### Your tasks
(1) Please rewrite the paragraph of the monkeypox article that begins "While the outbreak continues to grow" in fewer words, keeping its main facts.
(2) Answer these questions from the monkeypox article, one line each:
(a) How many monkeypox cases have been recorded outside countries where the virus is endemic?
(b) How many deaths have been reported?
(c) What did Ghebreyesus call on countries around the world to do?
(3) Resume the monkeypox article from its final sentence and carry it on in the same news style.

### Supplied passage

----

The World Health Organization (WHO) has suggested that gay and bisexual men should reduce their number of sexual partners to limit the spread of monkeypox.
WHO director general Tedros Adhanom Ghebreyesus confirmed on Wednesday (27 July) that there have been more than 18,000 recorded cases of monkeypox outside of countries where the virus is endemic, with more than 70 per cent of these found in Europe.
However, the disease is usually mild, and just five deaths have been reported.
While the outbreak continues to grow, Ghebreyesus said at the briefing that it could yet be stopped. He called on countries around the world to “take the risk seriously” and “take the steps needed to stop transmission”.
He continued: “For men who have sex with men, this includes for the moment, reducing your number of sexual partners, reconsidering considering sex with new partners, and exchanging contact details with any new partners to enable follow up if needed.

----

### Extracted information
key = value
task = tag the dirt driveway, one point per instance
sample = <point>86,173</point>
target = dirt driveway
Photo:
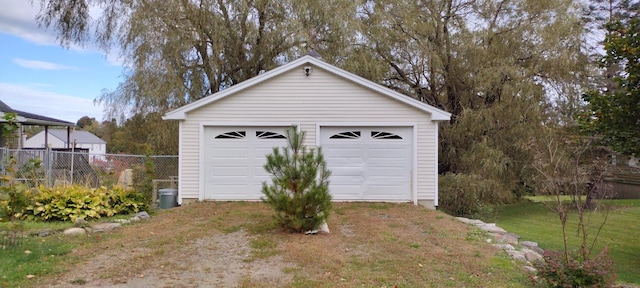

----

### Your written answers
(1) Ghebreyesus told the briefing that the growing outbreak could still be stopped, urging countries to "take the risk seriously" and "take the steps needed to stop transmission".

(2)
(a) More than 18,000.
(b) Five.
(c) To "take the risk seriously" and "take the steps needed to stop transmission".

(3)
“The focus for all countries must be engaging and empowering communities of men who have sex with men to reduce the risk of infection and onward transmission, to provide care for those infected, and to safeguard human rights and dignity.”
However, Ghebreyesus made clear that “stigma and discrimination can be as dangerous as any virus, and can fuel the outbreak”.
He added: “As we have seen with COVID-19, misinformation and disinformation can spread rapidly online, so we call on social media platforms, tech companies and news organisations to work with us to prevent and counter harmful information.”
Ghebreyesus emphasised that although 98 per cent of cases have been among men who have sex with men, “anyone exposed can get monkeypox”.
Addressing vaccination programmes, the WHO director admitted that there were global issues with supplies of smallpox vaccines, which can also be used to vaccinate against monkeypox.
He said that the WHO was in touch with various countries to “understand their supply needs”, and added: “WHO urges countries with smallpox vaccines to share them with countries that don’t.
“We must ensure equitable access to vaccines for all individuals and communities affected by monkeypox, in all countries, in all regions.
“While vaccines will be an important tool, surveillance, diagnosis and risk reduction remain central to preventing transmission and stopping this outbreak.”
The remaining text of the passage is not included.